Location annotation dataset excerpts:

[start]

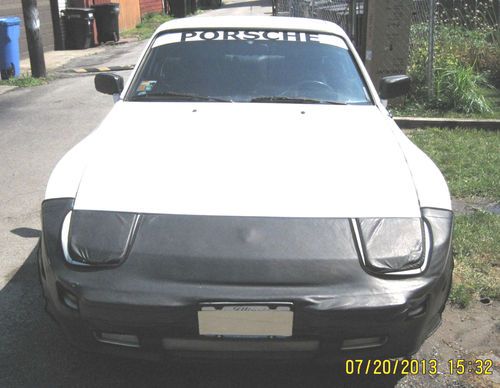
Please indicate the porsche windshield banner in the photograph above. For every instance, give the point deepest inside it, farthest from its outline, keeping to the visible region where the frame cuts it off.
(249, 35)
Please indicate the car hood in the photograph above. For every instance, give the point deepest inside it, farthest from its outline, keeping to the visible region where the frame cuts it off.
(241, 159)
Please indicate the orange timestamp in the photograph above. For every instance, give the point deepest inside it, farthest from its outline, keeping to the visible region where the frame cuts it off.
(417, 367)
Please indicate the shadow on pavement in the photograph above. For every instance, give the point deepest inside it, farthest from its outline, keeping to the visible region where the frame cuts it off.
(26, 232)
(250, 3)
(33, 353)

[end]

#### WHAT IS REQUIRED
Copy out each record shown above without alteration, skipping any picture.

#### SOLUTION FOR THIS PROBLEM
Please indicate the porsche windshield banner in the photograph above. For every instance, give the point deepest inside it, farthest from its outline, keeping to the visible region where the frame cuts it off.
(249, 35)
Please indicate the car hood in the photograph above. For every instance, give the point deepest inside it, farthest from its outline, keeping to the visible region where the frame cuts it off.
(241, 159)
Please indicate the orange timestamp in the photograph above. For every instance, give the point deepest inside it, farthest from its outline, keeping to the visible region where the frame cuts it off.
(417, 367)
Please indicate the shadow on pavement in the photograph above. For every instance, give the point deepest inside it, farthest from its outline, keeping to the visible region where the frame cuts it off.
(26, 232)
(250, 3)
(33, 353)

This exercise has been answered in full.